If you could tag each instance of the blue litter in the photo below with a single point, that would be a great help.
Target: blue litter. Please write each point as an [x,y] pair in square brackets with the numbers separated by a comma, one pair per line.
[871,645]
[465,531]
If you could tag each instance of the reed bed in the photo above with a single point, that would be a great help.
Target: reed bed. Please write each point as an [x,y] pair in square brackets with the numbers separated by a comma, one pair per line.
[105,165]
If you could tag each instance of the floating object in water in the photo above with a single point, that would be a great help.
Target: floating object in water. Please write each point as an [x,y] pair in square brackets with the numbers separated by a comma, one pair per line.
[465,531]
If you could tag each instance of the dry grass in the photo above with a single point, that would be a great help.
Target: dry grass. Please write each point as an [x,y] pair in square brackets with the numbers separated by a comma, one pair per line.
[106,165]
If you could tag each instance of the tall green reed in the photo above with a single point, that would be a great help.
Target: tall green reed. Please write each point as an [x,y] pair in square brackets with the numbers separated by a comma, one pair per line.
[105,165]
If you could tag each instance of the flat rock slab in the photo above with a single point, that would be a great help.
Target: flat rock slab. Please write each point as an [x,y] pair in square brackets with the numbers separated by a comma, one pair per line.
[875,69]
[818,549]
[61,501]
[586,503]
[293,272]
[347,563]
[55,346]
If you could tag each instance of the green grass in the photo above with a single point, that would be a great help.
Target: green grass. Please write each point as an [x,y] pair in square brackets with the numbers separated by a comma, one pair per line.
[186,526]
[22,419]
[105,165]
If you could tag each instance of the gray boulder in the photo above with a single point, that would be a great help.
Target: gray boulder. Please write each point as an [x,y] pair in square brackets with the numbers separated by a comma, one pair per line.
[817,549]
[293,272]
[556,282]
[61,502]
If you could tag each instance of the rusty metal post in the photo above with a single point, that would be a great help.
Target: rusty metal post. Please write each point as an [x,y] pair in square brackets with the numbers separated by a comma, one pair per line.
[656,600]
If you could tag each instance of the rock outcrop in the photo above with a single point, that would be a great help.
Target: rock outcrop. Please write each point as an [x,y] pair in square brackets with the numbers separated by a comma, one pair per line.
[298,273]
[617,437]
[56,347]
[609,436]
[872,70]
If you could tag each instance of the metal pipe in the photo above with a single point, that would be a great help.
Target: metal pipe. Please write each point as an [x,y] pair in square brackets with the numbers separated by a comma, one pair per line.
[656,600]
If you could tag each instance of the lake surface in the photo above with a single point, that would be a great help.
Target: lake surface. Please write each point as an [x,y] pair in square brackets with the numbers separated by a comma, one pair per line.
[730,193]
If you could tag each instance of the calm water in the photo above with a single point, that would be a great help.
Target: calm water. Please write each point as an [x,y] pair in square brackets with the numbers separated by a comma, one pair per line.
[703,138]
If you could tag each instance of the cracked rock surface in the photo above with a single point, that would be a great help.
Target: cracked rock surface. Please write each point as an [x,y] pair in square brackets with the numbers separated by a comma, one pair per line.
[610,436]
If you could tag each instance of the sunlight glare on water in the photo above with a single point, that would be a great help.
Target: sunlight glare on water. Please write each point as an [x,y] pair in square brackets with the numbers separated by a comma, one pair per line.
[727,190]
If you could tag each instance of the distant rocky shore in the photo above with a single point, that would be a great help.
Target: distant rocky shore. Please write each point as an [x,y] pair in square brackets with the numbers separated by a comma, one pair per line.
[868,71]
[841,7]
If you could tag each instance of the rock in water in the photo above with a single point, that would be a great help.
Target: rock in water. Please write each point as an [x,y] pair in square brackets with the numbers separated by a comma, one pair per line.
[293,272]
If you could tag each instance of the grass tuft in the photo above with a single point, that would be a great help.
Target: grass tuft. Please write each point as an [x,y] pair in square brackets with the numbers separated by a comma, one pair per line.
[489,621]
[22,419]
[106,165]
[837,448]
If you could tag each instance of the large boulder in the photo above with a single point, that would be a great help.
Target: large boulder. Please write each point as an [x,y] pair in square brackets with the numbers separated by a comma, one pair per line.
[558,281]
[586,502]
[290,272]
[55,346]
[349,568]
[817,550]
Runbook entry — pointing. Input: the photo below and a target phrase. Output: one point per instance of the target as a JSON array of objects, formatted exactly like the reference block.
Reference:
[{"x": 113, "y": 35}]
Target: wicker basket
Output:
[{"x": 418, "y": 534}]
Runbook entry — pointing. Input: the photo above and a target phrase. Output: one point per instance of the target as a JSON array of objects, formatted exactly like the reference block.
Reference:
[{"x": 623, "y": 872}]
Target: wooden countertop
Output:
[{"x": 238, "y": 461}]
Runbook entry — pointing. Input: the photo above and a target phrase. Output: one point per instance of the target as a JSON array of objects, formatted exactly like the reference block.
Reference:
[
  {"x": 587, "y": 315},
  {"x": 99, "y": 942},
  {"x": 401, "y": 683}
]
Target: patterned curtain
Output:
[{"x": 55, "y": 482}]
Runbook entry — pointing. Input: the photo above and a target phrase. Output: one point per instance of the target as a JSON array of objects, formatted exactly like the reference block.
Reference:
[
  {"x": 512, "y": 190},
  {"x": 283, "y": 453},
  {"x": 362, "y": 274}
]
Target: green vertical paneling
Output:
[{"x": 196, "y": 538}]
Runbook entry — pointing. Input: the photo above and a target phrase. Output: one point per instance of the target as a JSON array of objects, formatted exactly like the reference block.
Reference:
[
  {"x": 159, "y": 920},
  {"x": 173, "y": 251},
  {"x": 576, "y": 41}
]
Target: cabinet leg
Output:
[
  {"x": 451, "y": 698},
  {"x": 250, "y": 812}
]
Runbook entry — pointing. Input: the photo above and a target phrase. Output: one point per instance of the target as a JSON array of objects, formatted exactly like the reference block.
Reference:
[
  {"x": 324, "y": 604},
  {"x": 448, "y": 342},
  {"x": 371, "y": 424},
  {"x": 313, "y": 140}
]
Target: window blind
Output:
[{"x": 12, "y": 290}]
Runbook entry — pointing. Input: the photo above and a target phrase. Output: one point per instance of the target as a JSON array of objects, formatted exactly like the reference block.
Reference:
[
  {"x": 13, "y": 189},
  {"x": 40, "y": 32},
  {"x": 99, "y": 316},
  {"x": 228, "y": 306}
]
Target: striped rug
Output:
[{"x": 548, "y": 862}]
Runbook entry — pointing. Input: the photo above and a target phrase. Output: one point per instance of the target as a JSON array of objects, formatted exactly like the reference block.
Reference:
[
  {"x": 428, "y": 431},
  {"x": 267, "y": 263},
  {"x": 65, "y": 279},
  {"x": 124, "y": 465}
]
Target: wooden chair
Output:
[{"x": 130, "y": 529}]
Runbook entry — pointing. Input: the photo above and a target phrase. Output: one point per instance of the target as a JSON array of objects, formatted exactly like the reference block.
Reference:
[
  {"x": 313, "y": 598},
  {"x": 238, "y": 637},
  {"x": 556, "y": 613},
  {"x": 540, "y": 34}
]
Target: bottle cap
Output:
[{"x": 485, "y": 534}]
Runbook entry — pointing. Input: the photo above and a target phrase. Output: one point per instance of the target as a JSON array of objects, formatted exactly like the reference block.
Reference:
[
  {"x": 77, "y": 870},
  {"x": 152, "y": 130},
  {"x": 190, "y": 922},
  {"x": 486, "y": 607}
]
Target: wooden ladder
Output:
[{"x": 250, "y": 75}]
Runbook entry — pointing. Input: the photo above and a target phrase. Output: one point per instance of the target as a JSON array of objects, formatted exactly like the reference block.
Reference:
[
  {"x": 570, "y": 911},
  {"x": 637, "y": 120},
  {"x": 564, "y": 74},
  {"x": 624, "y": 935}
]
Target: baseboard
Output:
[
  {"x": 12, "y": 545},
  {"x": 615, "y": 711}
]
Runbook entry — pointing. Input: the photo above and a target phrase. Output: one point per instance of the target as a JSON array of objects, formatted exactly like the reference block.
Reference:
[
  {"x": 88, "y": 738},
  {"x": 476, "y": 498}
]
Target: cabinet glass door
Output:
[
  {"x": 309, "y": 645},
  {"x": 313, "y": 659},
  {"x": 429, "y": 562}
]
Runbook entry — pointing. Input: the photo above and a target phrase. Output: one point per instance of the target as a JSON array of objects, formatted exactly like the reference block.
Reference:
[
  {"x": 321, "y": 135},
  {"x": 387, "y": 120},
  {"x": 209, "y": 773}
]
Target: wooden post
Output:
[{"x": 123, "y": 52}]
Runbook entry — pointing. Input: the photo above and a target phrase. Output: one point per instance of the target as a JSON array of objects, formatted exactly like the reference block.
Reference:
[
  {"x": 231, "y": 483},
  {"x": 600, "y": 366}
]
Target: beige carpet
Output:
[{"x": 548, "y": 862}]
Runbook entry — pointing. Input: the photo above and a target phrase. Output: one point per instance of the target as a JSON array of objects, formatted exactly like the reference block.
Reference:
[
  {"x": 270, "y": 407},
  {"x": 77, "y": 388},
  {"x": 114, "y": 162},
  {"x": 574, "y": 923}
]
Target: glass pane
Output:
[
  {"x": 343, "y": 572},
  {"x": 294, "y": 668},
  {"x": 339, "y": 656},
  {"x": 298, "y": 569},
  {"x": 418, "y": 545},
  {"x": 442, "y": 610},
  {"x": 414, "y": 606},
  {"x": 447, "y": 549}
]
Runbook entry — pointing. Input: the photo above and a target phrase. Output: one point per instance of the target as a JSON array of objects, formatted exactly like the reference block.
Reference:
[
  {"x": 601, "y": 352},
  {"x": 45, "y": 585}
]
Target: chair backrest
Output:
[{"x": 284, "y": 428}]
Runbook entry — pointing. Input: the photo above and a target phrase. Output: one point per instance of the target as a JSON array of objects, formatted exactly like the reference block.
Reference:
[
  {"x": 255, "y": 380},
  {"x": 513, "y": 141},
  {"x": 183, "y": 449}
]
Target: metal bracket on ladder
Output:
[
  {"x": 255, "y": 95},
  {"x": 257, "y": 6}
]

→ TASK OBJECTIVE: Which lines in the records above contain the string "lake", matching case exactly? Copy out each of those lines in full.

→ ANSWER FOR THIS EXERCISE:
If you could tag each instance of the lake surface in the photo above with a single point, that would be a great help.
Target: lake surface. Please write each point as an [x,y] pair in square brackets with the numbers separated by a comma, one pair per line.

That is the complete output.